◆ Work instructions:
Word for word, transcribe the lines below and drop the pictures.

◆ Rows from a dataset:
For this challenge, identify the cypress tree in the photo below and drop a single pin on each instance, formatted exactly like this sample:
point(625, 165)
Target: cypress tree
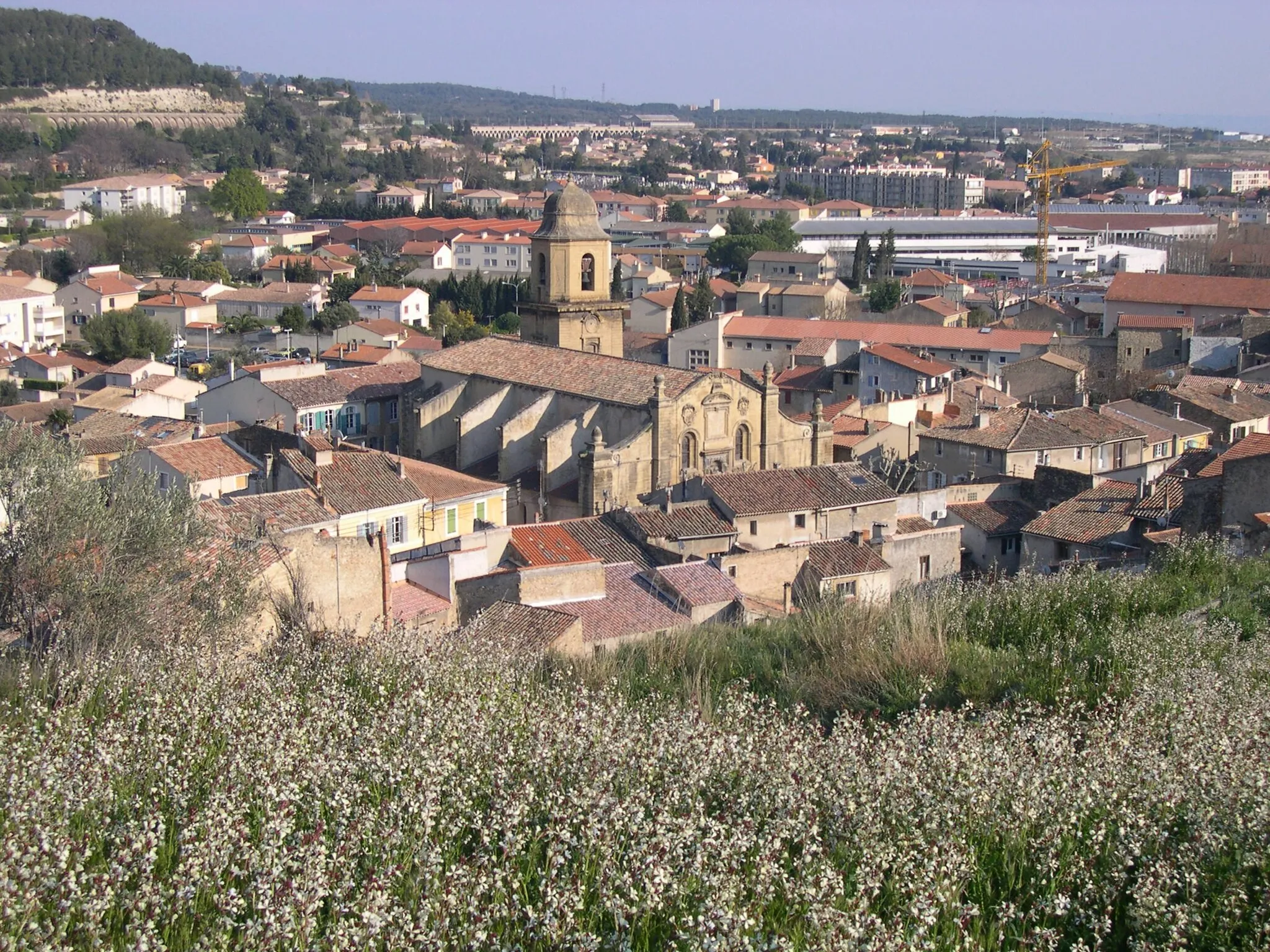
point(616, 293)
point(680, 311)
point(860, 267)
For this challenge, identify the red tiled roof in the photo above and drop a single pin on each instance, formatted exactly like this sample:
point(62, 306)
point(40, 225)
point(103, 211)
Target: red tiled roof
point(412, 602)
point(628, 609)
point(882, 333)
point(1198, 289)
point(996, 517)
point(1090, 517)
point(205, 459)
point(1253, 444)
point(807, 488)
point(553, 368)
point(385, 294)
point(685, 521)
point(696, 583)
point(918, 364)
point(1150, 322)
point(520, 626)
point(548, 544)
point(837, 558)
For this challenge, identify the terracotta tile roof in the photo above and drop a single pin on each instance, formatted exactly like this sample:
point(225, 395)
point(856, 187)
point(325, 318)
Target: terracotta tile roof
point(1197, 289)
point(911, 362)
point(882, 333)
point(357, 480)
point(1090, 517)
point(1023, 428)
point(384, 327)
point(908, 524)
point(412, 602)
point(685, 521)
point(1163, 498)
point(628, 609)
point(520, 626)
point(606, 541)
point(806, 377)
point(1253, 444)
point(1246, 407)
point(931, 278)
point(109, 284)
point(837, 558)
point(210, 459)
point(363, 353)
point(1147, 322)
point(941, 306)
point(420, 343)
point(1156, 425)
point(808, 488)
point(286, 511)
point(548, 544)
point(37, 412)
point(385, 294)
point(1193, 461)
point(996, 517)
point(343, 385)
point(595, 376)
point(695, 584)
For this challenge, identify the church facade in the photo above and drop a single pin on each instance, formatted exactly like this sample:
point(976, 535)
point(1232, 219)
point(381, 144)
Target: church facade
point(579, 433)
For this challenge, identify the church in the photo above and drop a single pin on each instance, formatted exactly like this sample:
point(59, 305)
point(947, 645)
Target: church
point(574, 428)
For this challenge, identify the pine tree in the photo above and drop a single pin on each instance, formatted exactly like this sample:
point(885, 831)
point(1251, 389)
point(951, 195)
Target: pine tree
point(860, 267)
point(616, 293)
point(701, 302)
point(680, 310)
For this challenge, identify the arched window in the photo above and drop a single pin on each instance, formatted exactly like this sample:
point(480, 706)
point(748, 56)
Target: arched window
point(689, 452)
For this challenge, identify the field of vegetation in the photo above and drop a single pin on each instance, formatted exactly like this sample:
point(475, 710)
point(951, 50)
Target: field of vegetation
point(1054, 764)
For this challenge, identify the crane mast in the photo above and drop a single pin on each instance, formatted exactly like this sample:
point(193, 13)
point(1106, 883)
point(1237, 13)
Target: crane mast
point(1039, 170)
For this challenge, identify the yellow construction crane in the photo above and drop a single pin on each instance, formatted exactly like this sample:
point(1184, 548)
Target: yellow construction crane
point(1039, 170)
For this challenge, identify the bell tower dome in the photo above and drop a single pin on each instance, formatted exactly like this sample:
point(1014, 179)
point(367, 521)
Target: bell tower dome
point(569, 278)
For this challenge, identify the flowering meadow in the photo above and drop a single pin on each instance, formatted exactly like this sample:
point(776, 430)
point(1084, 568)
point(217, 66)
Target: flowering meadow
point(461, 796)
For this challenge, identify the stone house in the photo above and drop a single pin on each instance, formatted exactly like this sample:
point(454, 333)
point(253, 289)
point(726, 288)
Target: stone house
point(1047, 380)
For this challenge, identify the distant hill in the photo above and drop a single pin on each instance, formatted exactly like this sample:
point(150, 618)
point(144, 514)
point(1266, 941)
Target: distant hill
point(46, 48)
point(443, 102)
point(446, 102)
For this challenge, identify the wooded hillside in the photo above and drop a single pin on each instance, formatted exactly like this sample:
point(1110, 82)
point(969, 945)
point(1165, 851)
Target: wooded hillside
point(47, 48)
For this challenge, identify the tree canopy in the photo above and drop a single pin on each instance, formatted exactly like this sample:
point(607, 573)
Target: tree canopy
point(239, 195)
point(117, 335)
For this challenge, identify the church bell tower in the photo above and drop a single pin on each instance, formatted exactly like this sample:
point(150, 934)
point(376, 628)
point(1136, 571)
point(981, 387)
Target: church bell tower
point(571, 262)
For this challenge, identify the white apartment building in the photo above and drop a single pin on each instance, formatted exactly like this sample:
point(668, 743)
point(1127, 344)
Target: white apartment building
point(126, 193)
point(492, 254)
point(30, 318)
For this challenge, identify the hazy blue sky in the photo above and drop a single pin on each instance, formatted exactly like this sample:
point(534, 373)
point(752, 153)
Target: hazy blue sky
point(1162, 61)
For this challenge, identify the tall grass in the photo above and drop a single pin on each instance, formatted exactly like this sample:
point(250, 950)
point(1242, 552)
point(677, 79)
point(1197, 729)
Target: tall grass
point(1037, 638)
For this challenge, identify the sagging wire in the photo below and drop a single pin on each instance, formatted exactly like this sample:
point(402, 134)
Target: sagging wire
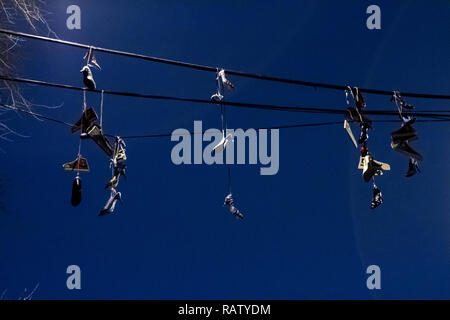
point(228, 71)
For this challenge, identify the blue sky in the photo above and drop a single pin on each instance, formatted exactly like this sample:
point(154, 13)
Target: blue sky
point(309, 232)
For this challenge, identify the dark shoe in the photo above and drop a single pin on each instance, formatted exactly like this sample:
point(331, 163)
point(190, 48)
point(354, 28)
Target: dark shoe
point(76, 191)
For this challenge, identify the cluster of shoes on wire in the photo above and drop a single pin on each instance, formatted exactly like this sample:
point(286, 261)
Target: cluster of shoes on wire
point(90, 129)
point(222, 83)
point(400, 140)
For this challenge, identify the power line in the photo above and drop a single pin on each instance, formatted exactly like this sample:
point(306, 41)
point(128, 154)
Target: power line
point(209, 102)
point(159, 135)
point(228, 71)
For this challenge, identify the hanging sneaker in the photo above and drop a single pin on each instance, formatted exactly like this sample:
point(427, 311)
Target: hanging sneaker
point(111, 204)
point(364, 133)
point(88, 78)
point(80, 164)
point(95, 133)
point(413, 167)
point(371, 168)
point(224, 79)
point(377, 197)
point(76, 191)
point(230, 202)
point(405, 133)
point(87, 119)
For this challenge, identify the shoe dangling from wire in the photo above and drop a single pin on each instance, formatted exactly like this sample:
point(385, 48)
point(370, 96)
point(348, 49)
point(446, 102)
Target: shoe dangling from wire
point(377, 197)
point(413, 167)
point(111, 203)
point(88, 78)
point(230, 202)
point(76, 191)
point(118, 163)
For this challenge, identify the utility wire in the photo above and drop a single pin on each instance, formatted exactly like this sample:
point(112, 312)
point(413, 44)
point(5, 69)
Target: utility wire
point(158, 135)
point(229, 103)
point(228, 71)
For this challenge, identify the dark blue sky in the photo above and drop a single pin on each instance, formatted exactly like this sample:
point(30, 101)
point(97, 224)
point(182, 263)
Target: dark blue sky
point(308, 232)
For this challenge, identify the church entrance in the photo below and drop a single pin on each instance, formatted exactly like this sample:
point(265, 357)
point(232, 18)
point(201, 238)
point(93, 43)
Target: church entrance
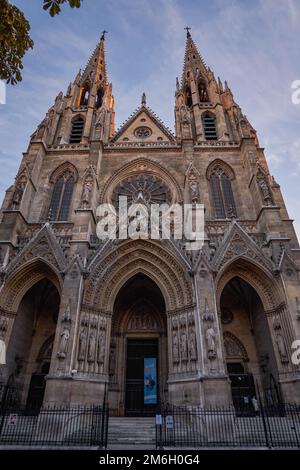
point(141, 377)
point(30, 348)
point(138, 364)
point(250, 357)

◆ Finished exercise:
For this challenge, identify the cypress tree in the photo below and drop a single pin on each instance, formatted exactly like this sample:
point(625, 165)
Target: cypress tree
point(616, 293)
point(680, 311)
point(860, 267)
For this challenge, identify the red tiled roof in the photo above and drop a single pin on each instance, formatted exactly like this sample:
point(62, 306)
point(40, 225)
point(103, 211)
Target: red tiled roof
point(412, 602)
point(628, 609)
point(882, 333)
point(1198, 289)
point(996, 517)
point(1090, 517)
point(205, 459)
point(1253, 444)
point(807, 488)
point(553, 368)
point(385, 294)
point(685, 521)
point(696, 583)
point(918, 364)
point(1150, 322)
point(520, 626)
point(548, 544)
point(837, 558)
For this challenge, identify the terracotta tile roof in the photo above and drop a single pin on each instance, formatted exactly like this sample:
point(225, 395)
point(856, 187)
point(325, 318)
Target: terracotta tile roof
point(1197, 289)
point(911, 362)
point(882, 333)
point(357, 480)
point(1090, 517)
point(1023, 428)
point(384, 327)
point(908, 524)
point(412, 602)
point(685, 521)
point(1163, 498)
point(628, 609)
point(520, 626)
point(606, 541)
point(806, 377)
point(1253, 444)
point(1246, 407)
point(931, 278)
point(109, 284)
point(837, 558)
point(210, 459)
point(363, 353)
point(1147, 322)
point(941, 306)
point(420, 343)
point(1156, 425)
point(808, 488)
point(286, 511)
point(548, 544)
point(37, 412)
point(385, 294)
point(1193, 461)
point(996, 517)
point(343, 385)
point(595, 376)
point(695, 584)
For this challenge, identify the church facade in the photo above and drop a single pin on each instance, formatted exactly like this sample:
point(976, 535)
point(1232, 219)
point(381, 144)
Target: church facade
point(579, 433)
For this challenge, identify the church in the photo above and drop a single pin on each instance, formatted exactly like this sample:
point(59, 305)
point(947, 645)
Target: church
point(574, 428)
For this challenge, identify the pine tree in the photo above and drop a single pin on each instance, formatted exactly like this sample:
point(885, 831)
point(1251, 389)
point(951, 195)
Target: pine tree
point(860, 267)
point(616, 293)
point(701, 302)
point(680, 310)
For this challenge, identify the arched window in the photo above and drop a single pin on each instance, formatted exactly like this sample:
point(480, 706)
point(748, 56)
Target: arched window
point(689, 452)
For this challenge, identify the field of vegetation in the photo above and drop a single pin on each instance, formatted exactly like this sample:
point(475, 710)
point(951, 50)
Target: field of vegetation
point(1054, 764)
For this challenge, identify the crane mast in the photo above and drop a single pin on each instance, formatted exactly like this sample:
point(193, 13)
point(1106, 883)
point(1237, 13)
Target: crane mast
point(1039, 170)
For this challenge, identify the yellow construction crane in the photo above and drop a single pin on each instance, formatted exactly like this sample:
point(1184, 548)
Target: yellow construction crane
point(1039, 170)
For this challenge, identify the bell tower dome in the photo above and drop a single pin on each instance, formatted exactly like this sample:
point(1014, 179)
point(367, 521)
Target: bell tower dome
point(569, 278)
For this challenge, identify the flowering meadow in the photo above and drop a single pin on each instance, formatted exactly like this sample:
point(776, 430)
point(1084, 568)
point(217, 66)
Target: flowering meadow
point(461, 796)
For this challenge, identify the stone house in the photo above and drop a single pin on each instance, formatted exactly like this sample:
point(454, 333)
point(253, 289)
point(726, 288)
Target: stone house
point(1047, 380)
For this challenge, identify the distant hill in the photo above and drop a single pin on each instance, formatted exactly like this sample:
point(150, 618)
point(144, 514)
point(1266, 941)
Target: distant hill
point(46, 48)
point(443, 102)
point(446, 102)
For this challenge, identify the wooded hillside in the photo above and drop a single pin on each instance, formatted exactly like this sample:
point(1110, 82)
point(969, 945)
point(1165, 851)
Target: wooded hillside
point(47, 48)
For this challenge, identify the tree canopy in the photo above and drop a single pin on each instance, formatted exactly like this sample:
point(607, 573)
Target: tree canopy
point(239, 195)
point(117, 335)
For this challenge, identify the church bell tower in the photo above and drop a single pin on each instance, formatted exactly like this sample:
point(150, 934)
point(376, 628)
point(1136, 571)
point(981, 387)
Target: church bell tower
point(571, 262)
For this challenge, identify the white apartment building in the photo above and drop a single pin on each instance, formatted exactly like this sample:
point(668, 743)
point(1127, 344)
Target: white apartment building
point(126, 193)
point(492, 254)
point(30, 318)
For this challenge, identify the hazy blue sky in the photo above and drop a single pin on each instance, formatted exactly like this sample:
point(534, 373)
point(752, 153)
Target: hazy blue sky
point(1162, 61)
For this challenge, identify the tall grass in the photo above and drop a single pin on each instance, formatted exactly like this sample:
point(250, 950)
point(1242, 552)
point(677, 79)
point(1197, 729)
Target: tall grass
point(1037, 638)
For this challenge, identify the sagging wire in the photo below and drop a single pin on each instance, formatted exactly like this sample:
point(402, 134)
Target: sagging wire
point(228, 71)
For this challenge, identify the blue sky in the photo above and drop a single pin on each instance, formatted exactly like this sample:
point(154, 13)
Target: blue sky
point(309, 232)
For this challenge, identify the dark shoe in the photo above and drop a single pin on each instance, formatted exactly like this sample:
point(331, 163)
point(190, 48)
point(354, 28)
Target: dark shoe
point(76, 191)
For this challenge, identify the cluster of shoes on wire in the photo above and drop a single pin on each instance, formatted exactly like this sample:
point(286, 261)
Target: cluster of shoes on wire
point(90, 129)
point(222, 83)
point(400, 140)
For this challenge, identify the power line in the photo above and drop a single pin on each instance, formatted exactly like this sample:
point(306, 41)
point(128, 154)
Target: power line
point(209, 102)
point(159, 135)
point(228, 71)
For this challenge, identify the hanging sneaker in the photo above and drop a single pin on each instance, formatted exactly like this sample:
point(427, 311)
Target: hanging sneaker
point(111, 204)
point(364, 133)
point(88, 78)
point(80, 164)
point(95, 133)
point(413, 167)
point(371, 168)
point(224, 79)
point(377, 197)
point(76, 191)
point(230, 202)
point(405, 133)
point(87, 119)
For this challenge, identify the shoe dangling from wire in the photo above and drop a single pin on each instance, formatted exactly like this sample:
point(385, 48)
point(370, 96)
point(348, 49)
point(446, 102)
Target: shoe dangling from wire
point(377, 197)
point(413, 167)
point(111, 203)
point(88, 78)
point(230, 202)
point(76, 191)
point(118, 163)
For this challenge, identify the utility wire in the photo above and drop a single pin on each instance, formatted exactly like this sample:
point(112, 312)
point(413, 44)
point(5, 69)
Target: utility wire
point(158, 135)
point(229, 103)
point(228, 71)
For this challenge, identify the dark blue sky in the photo above and drop a single pin on each instance, formatted exactly like this sample:
point(30, 101)
point(97, 224)
point(182, 263)
Target: dark blue sky
point(308, 232)
For this challenge, identify the church entrance in the photo below and drop a single pin on each instance, formatted exactly like this sample:
point(265, 357)
point(232, 18)
point(201, 238)
point(93, 43)
Target: church entrance
point(141, 377)
point(30, 348)
point(138, 364)
point(250, 357)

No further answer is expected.